Prompt A: In the entries, rewrite the part that opens with the line containing "Point to the tree" and closes with the end of the entries, changing every "red flag" to "crimson flag" and leaving all else unchanged.

Passage to read:
Reading Sarah Palin

[1] Who can best bust through that radical left’s kind of dispensation and desire to mistreat those who are defenseless, mistreat those who perhaps have some disadvantages by making them more beholden to government? [2] Who best can contrast themselves from that? [3] I thought who best could do that [and] [4] my own personal opinion is, the cheerful one, is Newt Gingrich.

Few even among Governor Palin’s followership will note or long remember “best bust through,” prosody that transports the attentive listener to ages before the printed word.  Most of us will instead proceed quickly to the next clause whose uncertainties are announced by, and lie on the other side of, the phrase “kind of” – the kind of breathless breath that a certain kind of speaker takes before launching into something truly breathtaking.

Governor Palin seems to believe that the “radical left” is running the world or at least the United States of America.

“Dispensation” is from the Latin “dispensatio,” which functioned especially for early Christian theologians as a translation of the Greek oikonomia – “economy” in the sense of “providential government,” and not, or not yet, in the secular sense that Americanism re-sacralizes both in the openly theocratic, or perhaps thearchic, ideology of the contemporary Christianist right as well as in the economism of mainstream social liberalism.

As we will be able to evidence further in just a moment, Palin may have meant or have been about to say “disposition,” but the similar-sounding “dispensation,” aside from being impressively esoteric, speaks to an underlying, quasi-Gnostic notion that the world, even as it operates under the beneficent providential governance of God, is at the same time ruled by a satanic or quasi-satanic demiurge.  (Christian theological and post-theological history is the successful failure to resolve this contradiction – now understood, if by no one, neither Sarah Palin nor her critics, as constitutive for all systems, including cosmological systems.)

that radical left’s kind of dispensation and desire to mistreat those who are defenseless

“Desire” in part merely recovers and recuperates “disposition” from “dispensation,” but it also demonstrates the born ideologue’s ability to boggle multiple aggressively self-justifying pre-suppositions into a single phrase.  What makes the dispensation truly evil, satanically evil, is that it represents a supremely malevolent “desire”:  The “radical left” consciously and therefore culpably aims to harm people who are entirely unprepared to resist – the poor, the weak, the insulted and injured…  It attacks the childlike, the innocent, and the “disadvantaged,” by “making them more beholden to government” – that is, by seeking to capture their souls, adding moral enslavement to mere bodily suffering.

[2.1] Who [2.2] best [2.3] can [2.4] contrast [2.5] themselves [2.6] from [2.7] that?

In seven words, this question encapsulates several main ingredients of the infamous “word salad” – especially its singular condensification of ingredients.  This time, the adverbial “best”(2.2) ends up one word over from where native speakers of English would automatically place it, where Palin herself placed it in sentence 1.  The force of the superlative is thus re-distributed partly to the pronoun “who” and mainly to the auxiliary verb “can” (2.3), rather than to the likelier grammatical object, the main verb “contrast” (2.4). For Palin, it’s not  a question of “who can do the best contrasting,” but “who possseses the best ability to contrast,” “who possesses it the most,” “who possesses it in the best way,” “who best embodies it innately.”

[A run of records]
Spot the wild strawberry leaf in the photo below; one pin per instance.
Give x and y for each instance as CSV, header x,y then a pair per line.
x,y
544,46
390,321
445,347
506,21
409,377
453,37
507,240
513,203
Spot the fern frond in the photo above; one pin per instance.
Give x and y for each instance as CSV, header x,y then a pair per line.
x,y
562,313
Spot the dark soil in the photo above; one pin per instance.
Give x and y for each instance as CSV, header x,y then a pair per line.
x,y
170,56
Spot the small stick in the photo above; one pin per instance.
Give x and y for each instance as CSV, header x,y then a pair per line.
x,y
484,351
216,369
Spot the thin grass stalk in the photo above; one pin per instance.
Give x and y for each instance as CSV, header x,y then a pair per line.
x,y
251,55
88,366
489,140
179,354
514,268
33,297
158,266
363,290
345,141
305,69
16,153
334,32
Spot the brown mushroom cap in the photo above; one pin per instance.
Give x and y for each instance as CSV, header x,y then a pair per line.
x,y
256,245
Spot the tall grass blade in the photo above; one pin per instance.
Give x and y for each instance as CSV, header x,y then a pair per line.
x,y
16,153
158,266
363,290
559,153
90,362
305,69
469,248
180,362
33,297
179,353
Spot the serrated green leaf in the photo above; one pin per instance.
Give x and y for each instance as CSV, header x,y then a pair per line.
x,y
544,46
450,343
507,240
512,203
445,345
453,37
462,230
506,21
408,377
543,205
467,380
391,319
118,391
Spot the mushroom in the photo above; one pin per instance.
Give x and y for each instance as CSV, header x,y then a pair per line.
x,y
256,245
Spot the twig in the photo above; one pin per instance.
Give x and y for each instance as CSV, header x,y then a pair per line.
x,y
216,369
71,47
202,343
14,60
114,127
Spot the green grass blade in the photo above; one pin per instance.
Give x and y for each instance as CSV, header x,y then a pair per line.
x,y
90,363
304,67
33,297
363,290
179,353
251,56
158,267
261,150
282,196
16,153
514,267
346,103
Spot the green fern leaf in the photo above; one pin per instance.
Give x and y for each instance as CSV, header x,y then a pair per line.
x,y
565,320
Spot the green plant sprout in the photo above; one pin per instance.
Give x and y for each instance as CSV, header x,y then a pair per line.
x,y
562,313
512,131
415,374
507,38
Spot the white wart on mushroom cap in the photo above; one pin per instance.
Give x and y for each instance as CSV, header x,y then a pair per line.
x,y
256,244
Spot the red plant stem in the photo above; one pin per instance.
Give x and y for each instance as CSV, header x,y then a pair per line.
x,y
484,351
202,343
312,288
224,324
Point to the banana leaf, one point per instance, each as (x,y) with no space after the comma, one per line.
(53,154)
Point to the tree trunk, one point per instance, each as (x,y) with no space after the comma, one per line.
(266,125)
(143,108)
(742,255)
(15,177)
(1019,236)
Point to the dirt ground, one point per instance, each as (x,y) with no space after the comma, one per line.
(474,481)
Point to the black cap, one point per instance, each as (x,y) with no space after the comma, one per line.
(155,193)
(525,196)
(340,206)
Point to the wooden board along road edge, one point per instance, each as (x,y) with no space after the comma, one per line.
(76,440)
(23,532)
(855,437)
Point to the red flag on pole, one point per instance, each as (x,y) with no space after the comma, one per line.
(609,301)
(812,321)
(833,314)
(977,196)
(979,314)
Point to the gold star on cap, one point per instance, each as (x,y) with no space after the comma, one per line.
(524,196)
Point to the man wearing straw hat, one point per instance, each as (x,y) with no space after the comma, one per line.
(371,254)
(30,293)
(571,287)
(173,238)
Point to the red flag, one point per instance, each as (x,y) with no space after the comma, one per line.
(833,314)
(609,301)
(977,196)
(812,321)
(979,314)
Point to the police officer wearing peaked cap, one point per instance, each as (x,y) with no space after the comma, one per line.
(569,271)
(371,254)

Prompt B: Which words does the essay on Sarah Palin's speech label with the numbers 2.1 through 2.7? List them in order.

Result A:
Point to the tree trunk, one point per instance, each as (x,y) with no space after the comma, one per line.
(266,125)
(143,108)
(742,255)
(15,177)
(1019,236)
Point to the dirt ground, one point per instance, each as (x,y) with no space after the comma, one per line.
(474,481)
Point to the black cap, one point per instance, each as (x,y) with no space after the comma, one per line.
(155,193)
(525,196)
(340,206)
Point to the wooden board along road edge, one point per instance, each as (x,y) with no space after the comma, one per line.
(76,440)
(23,532)
(855,437)
Point to the crimson flag on pole, one point per instance, each as (x,y) with no space after the comma, one per line.
(609,301)
(812,321)
(833,314)
(977,196)
(979,314)
Point to the gold star on cap, one point per instance, each as (x,y) with no space after the comma, one per line.
(524,196)
Point to the man wearing straw hat, one point per instance, each as (x,y) with no space after the comma, one per line.
(371,254)
(30,293)
(571,287)
(173,238)
Point to the crimson flag, one point per instance, each as (x,y) with no space after the comma, one per line.
(833,314)
(609,301)
(977,196)
(812,321)
(979,314)
Point to the police officer wearing peaked cap, one point per instance, each as (x,y) with no space after the comma, one per line.
(569,271)
(371,254)

Result B:
Who
best
can
contrast
themselves
from
that